Data to use:
—————

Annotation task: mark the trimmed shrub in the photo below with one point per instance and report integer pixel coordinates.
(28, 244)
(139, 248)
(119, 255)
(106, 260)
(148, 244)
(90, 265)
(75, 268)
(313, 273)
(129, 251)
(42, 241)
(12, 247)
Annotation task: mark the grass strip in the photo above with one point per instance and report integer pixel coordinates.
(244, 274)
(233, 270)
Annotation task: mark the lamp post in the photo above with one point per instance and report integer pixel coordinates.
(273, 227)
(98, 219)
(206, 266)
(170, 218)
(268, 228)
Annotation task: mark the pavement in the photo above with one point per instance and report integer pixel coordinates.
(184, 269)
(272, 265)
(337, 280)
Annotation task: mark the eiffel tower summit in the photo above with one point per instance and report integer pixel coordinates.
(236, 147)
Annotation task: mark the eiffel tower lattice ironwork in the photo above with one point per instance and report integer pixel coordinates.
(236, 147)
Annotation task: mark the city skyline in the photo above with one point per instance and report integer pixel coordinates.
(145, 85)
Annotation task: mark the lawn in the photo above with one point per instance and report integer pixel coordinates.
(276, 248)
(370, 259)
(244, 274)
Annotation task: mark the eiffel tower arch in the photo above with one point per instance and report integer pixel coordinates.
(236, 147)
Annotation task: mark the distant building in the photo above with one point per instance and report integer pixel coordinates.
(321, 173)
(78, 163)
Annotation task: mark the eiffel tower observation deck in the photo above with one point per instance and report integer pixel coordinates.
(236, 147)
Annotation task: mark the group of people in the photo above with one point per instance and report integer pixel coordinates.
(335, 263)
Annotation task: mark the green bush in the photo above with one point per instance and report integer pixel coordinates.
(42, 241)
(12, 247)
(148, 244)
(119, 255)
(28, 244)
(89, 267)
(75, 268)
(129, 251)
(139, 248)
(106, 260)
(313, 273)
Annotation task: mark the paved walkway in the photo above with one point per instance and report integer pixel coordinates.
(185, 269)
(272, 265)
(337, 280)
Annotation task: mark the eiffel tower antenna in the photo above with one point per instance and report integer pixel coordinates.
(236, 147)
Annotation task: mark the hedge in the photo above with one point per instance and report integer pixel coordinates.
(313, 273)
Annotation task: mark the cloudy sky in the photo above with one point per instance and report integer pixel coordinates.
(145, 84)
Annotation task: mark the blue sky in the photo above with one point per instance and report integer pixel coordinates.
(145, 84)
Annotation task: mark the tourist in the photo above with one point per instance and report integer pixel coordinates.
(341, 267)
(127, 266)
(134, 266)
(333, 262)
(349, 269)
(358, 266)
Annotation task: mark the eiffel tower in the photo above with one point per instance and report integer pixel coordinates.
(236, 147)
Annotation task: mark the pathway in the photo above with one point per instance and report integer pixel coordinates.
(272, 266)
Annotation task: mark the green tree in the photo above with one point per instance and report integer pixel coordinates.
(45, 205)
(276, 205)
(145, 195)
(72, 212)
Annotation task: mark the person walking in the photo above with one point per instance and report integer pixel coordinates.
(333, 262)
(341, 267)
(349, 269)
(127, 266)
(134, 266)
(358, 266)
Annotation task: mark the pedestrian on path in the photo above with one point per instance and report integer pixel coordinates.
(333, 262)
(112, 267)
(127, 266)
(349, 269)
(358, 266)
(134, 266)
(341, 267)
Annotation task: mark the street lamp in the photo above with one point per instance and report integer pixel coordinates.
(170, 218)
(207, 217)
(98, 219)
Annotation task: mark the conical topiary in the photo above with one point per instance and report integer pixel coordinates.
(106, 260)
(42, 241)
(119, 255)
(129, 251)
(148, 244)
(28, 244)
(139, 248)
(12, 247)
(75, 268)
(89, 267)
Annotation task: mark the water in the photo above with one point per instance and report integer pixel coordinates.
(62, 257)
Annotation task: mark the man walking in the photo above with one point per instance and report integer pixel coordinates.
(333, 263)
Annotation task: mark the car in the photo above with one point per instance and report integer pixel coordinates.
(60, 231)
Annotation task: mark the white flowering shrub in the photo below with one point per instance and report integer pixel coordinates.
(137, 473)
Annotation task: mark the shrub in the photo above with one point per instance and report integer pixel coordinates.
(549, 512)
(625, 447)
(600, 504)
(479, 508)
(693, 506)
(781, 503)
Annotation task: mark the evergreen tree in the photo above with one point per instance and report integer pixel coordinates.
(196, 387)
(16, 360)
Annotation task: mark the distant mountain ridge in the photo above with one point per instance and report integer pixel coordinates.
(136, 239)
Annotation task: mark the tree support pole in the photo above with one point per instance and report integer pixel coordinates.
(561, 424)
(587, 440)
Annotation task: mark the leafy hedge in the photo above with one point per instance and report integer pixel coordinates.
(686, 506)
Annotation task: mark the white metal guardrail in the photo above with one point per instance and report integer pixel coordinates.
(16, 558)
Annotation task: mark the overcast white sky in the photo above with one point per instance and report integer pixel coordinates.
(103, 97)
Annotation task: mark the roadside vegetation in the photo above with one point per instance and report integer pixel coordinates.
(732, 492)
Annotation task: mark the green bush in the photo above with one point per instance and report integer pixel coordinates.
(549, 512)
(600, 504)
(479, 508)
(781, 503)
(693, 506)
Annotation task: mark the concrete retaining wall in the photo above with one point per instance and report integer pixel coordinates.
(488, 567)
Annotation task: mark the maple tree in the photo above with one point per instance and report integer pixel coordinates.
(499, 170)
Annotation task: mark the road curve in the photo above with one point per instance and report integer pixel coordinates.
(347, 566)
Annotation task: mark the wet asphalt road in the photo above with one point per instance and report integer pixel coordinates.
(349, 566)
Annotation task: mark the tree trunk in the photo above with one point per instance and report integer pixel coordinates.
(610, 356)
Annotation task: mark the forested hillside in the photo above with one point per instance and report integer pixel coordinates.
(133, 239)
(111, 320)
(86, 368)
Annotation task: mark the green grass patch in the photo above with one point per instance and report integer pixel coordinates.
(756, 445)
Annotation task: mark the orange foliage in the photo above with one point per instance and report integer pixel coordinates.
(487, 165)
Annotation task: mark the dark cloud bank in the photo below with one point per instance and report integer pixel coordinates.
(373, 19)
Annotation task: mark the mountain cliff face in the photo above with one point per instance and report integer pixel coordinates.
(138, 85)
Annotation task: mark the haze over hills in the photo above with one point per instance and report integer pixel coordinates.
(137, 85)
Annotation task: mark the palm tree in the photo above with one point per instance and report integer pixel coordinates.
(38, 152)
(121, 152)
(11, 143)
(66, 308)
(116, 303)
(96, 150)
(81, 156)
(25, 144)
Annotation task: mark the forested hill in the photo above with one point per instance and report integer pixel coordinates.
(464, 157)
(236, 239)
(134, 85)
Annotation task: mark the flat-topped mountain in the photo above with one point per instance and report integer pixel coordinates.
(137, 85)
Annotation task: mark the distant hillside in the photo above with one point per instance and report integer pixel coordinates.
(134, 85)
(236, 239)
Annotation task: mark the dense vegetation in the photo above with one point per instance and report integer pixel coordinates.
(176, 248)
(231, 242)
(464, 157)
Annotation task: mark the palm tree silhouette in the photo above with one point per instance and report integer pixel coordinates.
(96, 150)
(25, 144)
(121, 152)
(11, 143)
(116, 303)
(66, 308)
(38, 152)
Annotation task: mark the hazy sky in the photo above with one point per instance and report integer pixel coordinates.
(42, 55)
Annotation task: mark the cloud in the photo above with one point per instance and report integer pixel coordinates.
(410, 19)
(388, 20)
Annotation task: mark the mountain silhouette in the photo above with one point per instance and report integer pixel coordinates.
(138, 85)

—————

Problem to work on:
With both ends included, please retype exactly the lines from the line containing "Annotation task: mark the cloud in" to the final line of the data.

Response:
Annotation task: mark the cloud in the photo above with one point per instance and report integer pixel coordinates.
(410, 19)
(388, 20)
Annotation task: mark the mountain silhouette in the photo above with one point per instance and report integer pixel coordinates.
(138, 85)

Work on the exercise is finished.